*Exercise requirements*: Transcribe the records exactly. Pictures do not belong in the transcription.

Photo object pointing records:
= = = = =
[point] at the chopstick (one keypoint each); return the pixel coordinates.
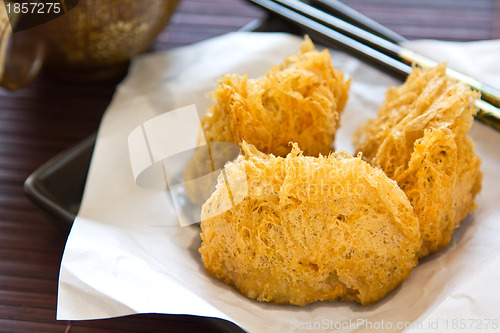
(378, 51)
(348, 14)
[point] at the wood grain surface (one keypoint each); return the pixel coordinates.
(41, 120)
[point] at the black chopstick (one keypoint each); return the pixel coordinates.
(350, 15)
(332, 38)
(373, 49)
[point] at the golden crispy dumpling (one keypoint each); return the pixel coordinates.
(299, 100)
(308, 229)
(420, 140)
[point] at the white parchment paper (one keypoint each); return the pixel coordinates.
(127, 254)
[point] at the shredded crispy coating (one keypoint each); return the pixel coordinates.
(299, 100)
(308, 229)
(420, 140)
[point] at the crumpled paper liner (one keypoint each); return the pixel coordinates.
(126, 252)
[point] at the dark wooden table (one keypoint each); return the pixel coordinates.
(38, 122)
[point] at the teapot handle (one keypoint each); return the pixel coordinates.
(21, 53)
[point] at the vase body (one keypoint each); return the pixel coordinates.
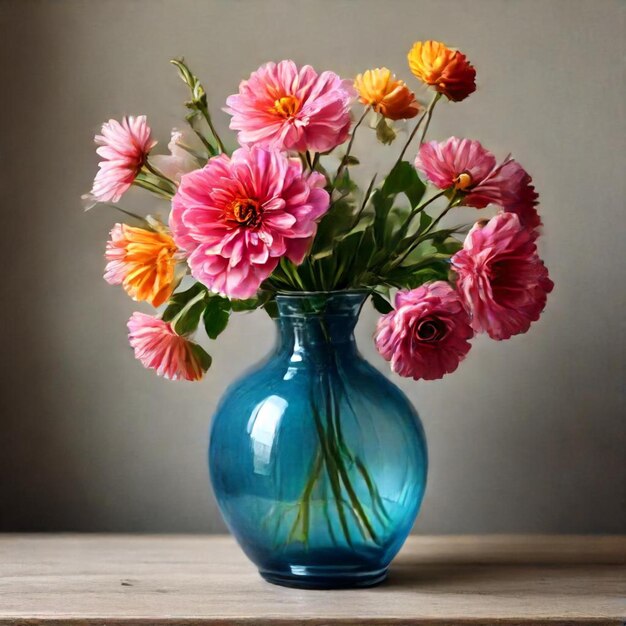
(318, 462)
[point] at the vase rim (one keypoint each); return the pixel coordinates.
(336, 292)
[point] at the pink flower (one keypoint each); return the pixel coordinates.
(466, 166)
(516, 193)
(291, 109)
(237, 217)
(179, 161)
(159, 348)
(502, 280)
(426, 336)
(124, 148)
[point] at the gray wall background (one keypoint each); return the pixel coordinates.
(529, 434)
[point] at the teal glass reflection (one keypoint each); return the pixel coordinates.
(318, 462)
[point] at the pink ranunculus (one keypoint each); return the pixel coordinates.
(237, 217)
(515, 192)
(116, 268)
(466, 166)
(159, 348)
(427, 334)
(124, 147)
(502, 280)
(291, 108)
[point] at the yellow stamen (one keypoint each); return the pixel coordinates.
(463, 181)
(287, 106)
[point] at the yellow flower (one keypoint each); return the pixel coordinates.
(387, 95)
(447, 70)
(142, 261)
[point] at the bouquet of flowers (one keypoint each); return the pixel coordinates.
(285, 212)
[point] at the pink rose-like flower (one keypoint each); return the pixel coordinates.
(237, 217)
(291, 108)
(159, 348)
(124, 147)
(426, 336)
(502, 280)
(466, 166)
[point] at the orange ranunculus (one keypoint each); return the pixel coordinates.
(142, 261)
(388, 96)
(448, 71)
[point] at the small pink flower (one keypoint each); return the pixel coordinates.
(426, 336)
(237, 217)
(502, 280)
(179, 161)
(466, 166)
(124, 147)
(159, 348)
(291, 108)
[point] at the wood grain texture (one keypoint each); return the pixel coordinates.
(113, 580)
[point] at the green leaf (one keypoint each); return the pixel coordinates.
(215, 316)
(382, 205)
(403, 178)
(245, 305)
(189, 319)
(384, 131)
(202, 355)
(336, 223)
(178, 301)
(381, 304)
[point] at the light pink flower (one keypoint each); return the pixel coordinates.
(159, 348)
(466, 166)
(502, 280)
(124, 147)
(237, 217)
(426, 336)
(515, 192)
(292, 108)
(179, 161)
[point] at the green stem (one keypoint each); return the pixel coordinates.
(426, 114)
(423, 236)
(207, 116)
(332, 473)
(156, 172)
(344, 160)
(429, 114)
(146, 184)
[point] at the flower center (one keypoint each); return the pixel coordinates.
(245, 212)
(287, 106)
(431, 329)
(463, 181)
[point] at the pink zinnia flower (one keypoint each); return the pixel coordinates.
(124, 147)
(237, 216)
(159, 348)
(426, 336)
(466, 166)
(291, 109)
(502, 280)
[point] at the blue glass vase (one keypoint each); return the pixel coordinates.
(318, 462)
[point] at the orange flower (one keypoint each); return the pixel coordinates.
(388, 96)
(448, 71)
(142, 261)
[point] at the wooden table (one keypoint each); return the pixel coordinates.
(113, 580)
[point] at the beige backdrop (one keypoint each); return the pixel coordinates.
(527, 436)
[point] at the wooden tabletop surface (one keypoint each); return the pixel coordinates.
(174, 580)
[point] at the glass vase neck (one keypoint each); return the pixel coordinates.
(312, 321)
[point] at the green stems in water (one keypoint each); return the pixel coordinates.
(335, 465)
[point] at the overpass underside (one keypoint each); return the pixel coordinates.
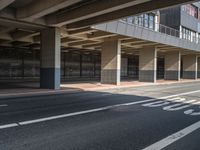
(57, 41)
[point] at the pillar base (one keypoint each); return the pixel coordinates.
(189, 75)
(147, 76)
(50, 78)
(110, 76)
(172, 75)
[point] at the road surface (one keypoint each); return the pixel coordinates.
(142, 118)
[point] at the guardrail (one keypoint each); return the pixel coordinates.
(157, 27)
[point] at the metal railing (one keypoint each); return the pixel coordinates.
(157, 27)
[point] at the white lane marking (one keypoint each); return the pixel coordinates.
(176, 107)
(93, 110)
(9, 125)
(174, 137)
(3, 105)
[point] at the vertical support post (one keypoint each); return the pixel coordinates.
(111, 62)
(50, 59)
(148, 64)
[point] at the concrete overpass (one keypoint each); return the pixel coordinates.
(66, 24)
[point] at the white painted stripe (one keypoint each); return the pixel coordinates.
(9, 126)
(97, 109)
(174, 137)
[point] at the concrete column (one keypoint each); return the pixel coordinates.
(50, 59)
(148, 64)
(111, 62)
(189, 66)
(173, 65)
(198, 64)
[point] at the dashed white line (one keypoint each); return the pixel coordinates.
(174, 137)
(9, 125)
(89, 111)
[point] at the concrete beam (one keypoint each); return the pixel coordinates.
(5, 3)
(19, 34)
(90, 10)
(100, 34)
(38, 9)
(125, 12)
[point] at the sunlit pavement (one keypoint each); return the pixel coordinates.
(149, 117)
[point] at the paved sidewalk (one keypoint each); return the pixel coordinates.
(27, 90)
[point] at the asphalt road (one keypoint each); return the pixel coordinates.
(143, 118)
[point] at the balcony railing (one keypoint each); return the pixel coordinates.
(157, 27)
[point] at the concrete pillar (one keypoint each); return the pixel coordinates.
(147, 64)
(173, 65)
(111, 62)
(198, 63)
(50, 59)
(189, 66)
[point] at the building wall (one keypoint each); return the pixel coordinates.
(23, 63)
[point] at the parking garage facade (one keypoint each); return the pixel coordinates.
(49, 44)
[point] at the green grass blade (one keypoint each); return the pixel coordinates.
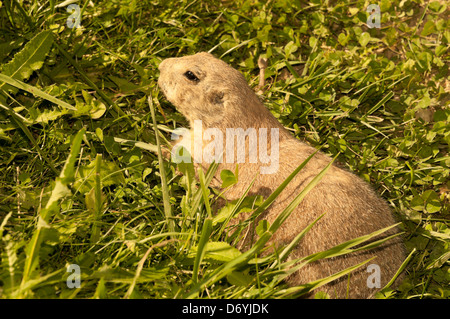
(165, 191)
(204, 237)
(35, 91)
(60, 189)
= = = = =
*Answer to this exercise*:
[point] at the chopstick (one keypoint each); return the pixel coordinates.
(378, 51)
(348, 14)
[point] at the wood grain surface (one keypoint each); return the pixel coordinates.
(41, 120)
[point] at the black chopstick (one keypoint each); return the pixel coordinates.
(350, 15)
(332, 38)
(373, 49)
[point] at the golden crispy dumpling (one keypoint each); return the pixel coordinates.
(299, 100)
(308, 229)
(420, 140)
[point] at the white parchment paper (one keypoint each); return the pixel coordinates.
(127, 254)
[point] at the shredded crispy coating (one keypoint each); return the pixel coordinates.
(299, 100)
(308, 229)
(420, 140)
[point] at the crumpled paper liner (one keypoint each); return the pixel coordinates.
(126, 252)
[point] at the dark wooden table (one keypoint each); return the pixel coordinates.
(38, 122)
[point] at the teapot handle (one keypoint each); return the pixel coordinates.
(21, 53)
[point] at the vase body (one keypoint each); return the pixel coordinates.
(318, 462)
[point] at the vase rim (one keypoint each); return the pixel coordinates.
(336, 292)
[point] at the pink flower (one keypoint each); return the pixel coordinates.
(466, 166)
(516, 193)
(291, 109)
(237, 217)
(179, 161)
(159, 348)
(502, 280)
(426, 336)
(124, 148)
[point] at the gray wall background (one keypoint each); return the pixel coordinates.
(529, 434)
[point] at the teal glass reflection (one keypoint each); return the pixel coordinates.
(318, 462)
[point] at the pink ranunculus (one keypoint each); return the pixel coordinates.
(237, 217)
(515, 192)
(116, 268)
(466, 166)
(159, 348)
(427, 334)
(124, 147)
(502, 280)
(291, 108)
[point] at the yellow stamen (one keypoint each); return the pixel coordinates.
(463, 181)
(287, 106)
[point] at the yellow flower (one keypoint each); return the pixel coordinates.
(387, 95)
(447, 70)
(142, 261)
[point] at the bouquet of flowers (one keypoint each); return the pixel coordinates.
(285, 212)
[point] at the pink rose-like flower (one keypoint each); return the pixel coordinates.
(237, 217)
(291, 108)
(159, 348)
(124, 147)
(426, 336)
(502, 280)
(466, 166)
[point] at the orange ranunculus (one keypoint each); return the pixel coordinates.
(142, 261)
(388, 96)
(448, 71)
[point] at the small pink flower (one keypoint each); return the pixel coordinates.
(426, 336)
(237, 217)
(502, 280)
(179, 161)
(466, 166)
(124, 147)
(159, 348)
(291, 108)
[point] at the wood grain texture (one keypoint each); return the pixel coordinates.
(113, 580)
[point] at the green leaf (one keypoint each); return the pixel coordinates.
(215, 316)
(382, 205)
(403, 178)
(245, 305)
(189, 319)
(384, 131)
(202, 355)
(336, 223)
(178, 301)
(381, 304)
[point] at the light pink flower (one keypoint each); return the pixel coordinates.
(159, 348)
(466, 166)
(502, 280)
(124, 147)
(237, 217)
(426, 336)
(515, 192)
(292, 108)
(179, 161)
[point] at the green stem (one keypoint each); return the pixel coordinates.
(426, 114)
(423, 236)
(207, 116)
(332, 473)
(156, 172)
(344, 160)
(429, 114)
(146, 184)
[point] at the flower center (one keypoint each); return the pixel coordinates.
(245, 212)
(287, 106)
(431, 329)
(463, 181)
[point] at the pink zinnia flower (one keypoint each); return the pixel coordinates.
(124, 147)
(237, 216)
(159, 348)
(426, 336)
(466, 166)
(291, 109)
(502, 280)
[point] at the blue glass vase (one keypoint each); return the pixel coordinates.
(318, 462)
[point] at the orange flower (one keypoint each); return the pixel coordinates.
(388, 96)
(448, 71)
(142, 261)
[point] at the wooden table (one keypoint each); return the pixel coordinates.
(113, 580)
[point] at the beige backdrop (one keypoint each); return the pixel coordinates.
(527, 436)
[point] at the wooden tabletop surface (one keypoint each); return the pixel coordinates.
(174, 580)
[point] at the glass vase neck (one keypoint each); return the pixel coordinates.
(312, 321)
[point] at the green stems in water (one keypoint each); return the pixel coordinates.
(335, 465)
[point] at the overpass underside (one keypoint each); return the pixel coordinates.
(57, 41)
[point] at the pillar base (one keypoint each); return the pixel coordinates.
(189, 75)
(147, 76)
(50, 78)
(110, 76)
(172, 75)
[point] at the road surface (one keypoint each); return the pixel coordinates.
(142, 118)
[point] at the guardrail (one keypoint each); return the pixel coordinates.
(157, 27)
[point] at the metal railing (one keypoint each); return the pixel coordinates.
(157, 27)
[point] at the white lane marking (one keypoint each); return the pixel coordinates.
(176, 107)
(93, 110)
(9, 125)
(174, 137)
(3, 105)
[point] at the vertical support post (one keypoint each); return the pixel coordinates.
(111, 62)
(50, 59)
(148, 64)
[point] at the concrete overpass (one keypoint each); return the pixel coordinates.
(66, 24)
[point] at the white painted stripe (one keypoint each); return the pixel coordinates.
(9, 126)
(97, 109)
(174, 137)
[point] at the concrete column (one keypoint each); return the pixel coordinates.
(50, 59)
(148, 64)
(111, 62)
(189, 66)
(173, 65)
(198, 64)
[point] at the dashed white line (one keypoint each); return the pixel coordinates.
(174, 137)
(9, 125)
(89, 111)
[point] at the concrete beam (one keypoint each); return the pixel coordinates.
(5, 3)
(19, 34)
(90, 10)
(100, 34)
(38, 9)
(125, 12)
[point] at the sunlit pavement (one keypoint each); return the pixel coordinates.
(149, 117)
[point] at the paved sidewalk (one keypoint each); return the pixel coordinates.
(27, 90)
[point] at the asphalt road (one keypoint each); return the pixel coordinates.
(143, 118)
[point] at the balcony railing (one keypoint each); return the pixel coordinates.
(157, 27)
[point] at the concrete pillar (one keypoint each); return the pixel coordinates.
(147, 64)
(173, 65)
(111, 62)
(198, 63)
(50, 59)
(189, 66)
[point] at the building wall (one keypoint each); return the pixel coordinates.
(23, 63)
[point] at the parking garage facade (one keypoint each); return the pixel coordinates.
(49, 44)
[point] at the green grass blade (one keypoint each); return the pixel coordinates.
(165, 191)
(204, 237)
(35, 91)
(60, 189)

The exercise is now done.